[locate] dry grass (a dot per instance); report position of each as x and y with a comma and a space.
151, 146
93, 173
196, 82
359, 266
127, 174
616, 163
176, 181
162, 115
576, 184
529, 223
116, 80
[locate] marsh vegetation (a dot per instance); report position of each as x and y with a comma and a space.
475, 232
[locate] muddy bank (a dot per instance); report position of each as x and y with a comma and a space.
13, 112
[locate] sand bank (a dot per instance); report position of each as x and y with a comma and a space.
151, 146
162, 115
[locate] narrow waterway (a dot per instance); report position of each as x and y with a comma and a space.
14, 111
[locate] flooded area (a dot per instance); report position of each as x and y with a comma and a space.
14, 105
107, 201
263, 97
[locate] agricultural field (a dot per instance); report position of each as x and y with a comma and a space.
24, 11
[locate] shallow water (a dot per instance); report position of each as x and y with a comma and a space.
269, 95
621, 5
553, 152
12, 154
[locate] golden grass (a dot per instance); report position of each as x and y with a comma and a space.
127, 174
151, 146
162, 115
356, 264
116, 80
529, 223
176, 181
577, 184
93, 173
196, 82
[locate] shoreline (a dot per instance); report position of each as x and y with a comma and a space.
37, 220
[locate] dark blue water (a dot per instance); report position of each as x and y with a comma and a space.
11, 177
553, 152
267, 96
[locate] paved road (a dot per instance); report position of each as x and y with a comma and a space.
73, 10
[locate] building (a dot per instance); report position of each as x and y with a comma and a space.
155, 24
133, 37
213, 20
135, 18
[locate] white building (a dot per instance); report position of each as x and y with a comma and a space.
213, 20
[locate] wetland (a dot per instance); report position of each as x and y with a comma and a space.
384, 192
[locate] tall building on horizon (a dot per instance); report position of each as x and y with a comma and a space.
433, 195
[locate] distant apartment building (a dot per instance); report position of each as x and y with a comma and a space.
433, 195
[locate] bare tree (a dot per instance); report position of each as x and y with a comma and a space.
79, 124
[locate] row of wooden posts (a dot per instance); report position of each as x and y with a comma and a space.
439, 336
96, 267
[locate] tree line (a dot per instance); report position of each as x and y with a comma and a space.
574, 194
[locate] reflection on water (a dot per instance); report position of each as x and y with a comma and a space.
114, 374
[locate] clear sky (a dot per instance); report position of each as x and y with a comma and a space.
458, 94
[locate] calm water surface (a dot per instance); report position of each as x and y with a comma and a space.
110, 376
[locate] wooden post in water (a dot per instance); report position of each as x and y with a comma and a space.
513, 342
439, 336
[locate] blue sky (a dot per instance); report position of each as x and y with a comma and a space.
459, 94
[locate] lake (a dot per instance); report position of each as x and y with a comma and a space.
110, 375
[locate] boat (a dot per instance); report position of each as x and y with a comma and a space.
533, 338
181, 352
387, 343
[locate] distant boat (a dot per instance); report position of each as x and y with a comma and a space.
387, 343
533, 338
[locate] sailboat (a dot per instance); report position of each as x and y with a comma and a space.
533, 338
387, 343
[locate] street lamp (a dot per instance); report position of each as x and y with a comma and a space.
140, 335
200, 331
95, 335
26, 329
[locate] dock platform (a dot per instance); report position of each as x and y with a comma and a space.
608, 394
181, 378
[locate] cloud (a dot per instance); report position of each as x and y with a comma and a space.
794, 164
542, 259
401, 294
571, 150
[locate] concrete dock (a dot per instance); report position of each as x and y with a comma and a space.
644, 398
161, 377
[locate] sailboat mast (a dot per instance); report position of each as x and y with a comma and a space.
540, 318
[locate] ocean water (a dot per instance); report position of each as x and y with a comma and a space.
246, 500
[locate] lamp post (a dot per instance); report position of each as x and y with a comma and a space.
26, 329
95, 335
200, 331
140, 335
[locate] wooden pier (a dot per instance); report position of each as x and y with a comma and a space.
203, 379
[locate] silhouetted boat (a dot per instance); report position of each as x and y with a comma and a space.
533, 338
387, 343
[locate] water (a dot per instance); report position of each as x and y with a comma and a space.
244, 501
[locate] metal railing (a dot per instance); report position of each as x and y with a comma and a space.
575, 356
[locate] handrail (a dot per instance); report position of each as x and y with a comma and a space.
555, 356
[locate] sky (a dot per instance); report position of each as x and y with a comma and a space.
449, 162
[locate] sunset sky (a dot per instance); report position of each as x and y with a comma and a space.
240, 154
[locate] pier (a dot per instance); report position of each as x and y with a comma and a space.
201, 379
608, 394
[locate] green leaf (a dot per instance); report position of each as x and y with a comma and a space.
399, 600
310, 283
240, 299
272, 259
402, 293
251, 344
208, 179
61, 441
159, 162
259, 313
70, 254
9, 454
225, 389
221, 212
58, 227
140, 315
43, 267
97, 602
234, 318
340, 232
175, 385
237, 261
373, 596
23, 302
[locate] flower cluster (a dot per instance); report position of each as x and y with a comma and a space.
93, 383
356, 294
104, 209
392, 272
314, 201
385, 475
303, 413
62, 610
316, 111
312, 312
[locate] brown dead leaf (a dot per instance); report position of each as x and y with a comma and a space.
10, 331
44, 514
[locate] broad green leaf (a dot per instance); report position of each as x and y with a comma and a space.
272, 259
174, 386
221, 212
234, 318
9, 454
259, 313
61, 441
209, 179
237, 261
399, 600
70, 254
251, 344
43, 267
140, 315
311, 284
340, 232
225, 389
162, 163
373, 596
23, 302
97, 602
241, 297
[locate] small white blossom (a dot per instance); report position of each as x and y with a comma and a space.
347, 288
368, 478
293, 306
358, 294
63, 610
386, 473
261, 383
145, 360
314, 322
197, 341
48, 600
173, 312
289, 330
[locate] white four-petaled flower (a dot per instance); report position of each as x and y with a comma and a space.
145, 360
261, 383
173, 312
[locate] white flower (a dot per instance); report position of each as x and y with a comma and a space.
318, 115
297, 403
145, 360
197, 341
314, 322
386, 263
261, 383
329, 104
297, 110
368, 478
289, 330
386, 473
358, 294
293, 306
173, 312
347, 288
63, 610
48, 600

_____

> **Exercise goal**: Copy every line that appears above, with each word kept as it is.

> **Answer section**:
[locate] dry grass (a dot per instance); report position of each as x and y with a comma and a space.
151, 146
93, 173
196, 82
359, 266
127, 174
616, 163
176, 181
162, 115
576, 184
529, 223
116, 80
[locate] marsh vegetation (a dot per instance); report position of each as x and y with a comma and a space.
475, 232
[locate] muddy bank (a dot per instance); report position of each as x and y with a comma and a space.
13, 112
[locate] sand bank (a dot per instance); report position of each as x and y with a comma and a space.
151, 146
162, 115
[locate] narrow waterway (a dot per instance); report position of each as x and y with a comma and a space.
14, 111
[locate] flooded area (a dot per instance); report position of each as x and y with a comma and a space.
14, 105
107, 201
263, 97
[locate] agricultural field (a dot per instance); report position of each as x and y with a comma and a space.
24, 11
[locate] shallow water (a dot per instance); report position of each as x and y with a comma and a space.
269, 95
621, 5
553, 152
12, 154
[locate] golden grass (a dot per instance); report position of each as x and y with a comma and a space.
127, 174
151, 146
162, 115
356, 264
116, 80
529, 223
176, 181
577, 184
93, 173
196, 82
[locate] shoreline (a dot per instance); report position of each as x and y with a comma and a space.
37, 220
[locate] dark blue water (a dot per instance); report position of each as x and y with a comma and a space.
11, 177
553, 152
267, 96
[locate] paved road (a dot per instance); report position of each as x and y with a comma and a space.
73, 10
[locate] building (a dot per instance); report position of each as x and y with a comma and a space.
155, 24
133, 37
213, 20
135, 18
[locate] white building (a dot per instance); report position of each as x and y with a comma and a space.
213, 20
[locate] wetland (a dot per instance); report position of each as x and y with a comma and a space.
384, 192
[locate] tall building on horizon (a dot per instance); report position of each as x and y with a comma and a space.
433, 195
[locate] distant apartment building (a dot per instance); report position of each as x and y with a comma and a space.
433, 195
[locate] bare tree (a dot per instance); report position of each as x and y with a comma and a space.
79, 124
[locate] row of wooden posts (a dot per instance); report position of each as x and y with a comma and a space.
439, 336
96, 267
[locate] tree line (a dot per instance); report position of each as x and y with a comma and a space.
574, 194
[locate] reflection on water (a dot per instance); report position of each as x and y with a comma and a space.
114, 374
[locate] clear sky (a dot per instance); report position of each as x and y with a comma and a space.
458, 94
[locate] calm water surface (a dot per instance); report position of each as x and y with a comma and a space.
110, 376
[locate] wooden post in water (a dot per instance); report position of each as x and y with a comma and a space.
513, 342
439, 336
[locate] blue sky (a dot per instance); report position of each as x and y with a comma and a space.
459, 94
[locate] lake (a dot per instance); report position of each as x and y with a comma and a space.
110, 375
[locate] boat (a dot per instance); report position of each as x and y with a comma and a space.
533, 338
181, 352
387, 343
[locate] distant boat (a dot per instance); report position of each as x and y with a comma and a space.
387, 343
533, 338
[locate] sailboat (a dot per instance); report position of each as x and y with a comma and a space.
533, 338
387, 343
[locate] street lamp (a dot per instance); report position of each as x and y with a comma and a space.
140, 335
200, 331
95, 335
26, 329
[locate] dock platform (a dot per instance); report position of each as x and y with a comma and a space.
608, 394
181, 378
[locate] cloud (a dot per instance); report position of each as x and y with a comma and a space.
794, 164
542, 259
401, 294
571, 150
[locate] concrete dock (a dot per instance); report position of each as x and y with a comma and a space.
644, 398
161, 377
[locate] sailboat mast (a dot per instance); report position of each as x and y with a comma and a space.
540, 318
[locate] ocean water (a dot per instance); report position of each as x and y with a comma and a space.
246, 500
[locate] lamp post (a dot per instance); report position of each as x and y with a comma and a space.
26, 329
95, 335
200, 331
140, 335
[locate] wooden pier (a dot per instance); report position of each as x and y with a comma and a space.
203, 379
[locate] silhouetted boat (a dot per instance); report position of each as x and y with a comma and a space.
533, 338
387, 343
[locate] water (a dot per instance); report position of each as x and y with a comma and a space.
244, 501
[locate] metal railing (a dot per instance); report position of each as x and y with a comma and a space.
575, 356
[locate] handrail (a dot per instance); report position of each as x and y with a comma and a space.
555, 356
[locate] sky (a dot per instance); report position of each as x and y with a comma and a space.
449, 162
[locate] sunset sky (a dot per instance); report position of each as x and y with a comma and a space.
240, 154
[locate] pier (a dot per instance); report position of each as x and y with a comma and a space.
201, 379
608, 394
[locate] green leaf (a dot per instance); report position of each as x and y with a comma and a space.
399, 600
310, 283
240, 299
272, 259
402, 293
251, 344
208, 179
61, 441
159, 162
259, 313
70, 254
9, 454
225, 389
221, 212
58, 227
140, 315
43, 267
97, 602
234, 318
340, 232
175, 385
237, 261
373, 596
23, 302
[locate] flower cluster (a dot per instance); report position of each as x and y with a comma and a space.
93, 383
356, 294
104, 209
392, 272
314, 201
385, 475
303, 413
62, 610
316, 111
312, 312
[locate] brown dead leaf (a dot per instance); report position of each as x and y with a comma and a space.
10, 331
44, 514
[locate] broad green leaf (a dot per instance); report position of each as x and y with a comma and a space.
272, 259
174, 386
221, 212
234, 318
9, 454
259, 313
61, 441
209, 179
237, 261
399, 600
70, 254
251, 344
43, 267
140, 315
311, 284
340, 232
225, 389
162, 163
373, 596
23, 302
97, 602
241, 297
[locate] small white blossom (a dot per instance); report position of each as x and y with a comma and a space.
347, 288
368, 478
293, 306
358, 294
63, 610
386, 473
261, 383
145, 360
314, 322
197, 341
48, 600
173, 312
289, 330
[locate] white four-petaled flower (a dot per instance); report position of each as x and y with a comma and a space.
145, 360
261, 383
173, 312
[locate] white flower (a dot per instance); report position of each as x and y with a comma and a space.
318, 115
297, 403
145, 360
197, 341
314, 322
386, 263
261, 383
329, 104
297, 110
368, 478
289, 330
386, 473
358, 294
293, 306
173, 312
347, 288
63, 610
48, 600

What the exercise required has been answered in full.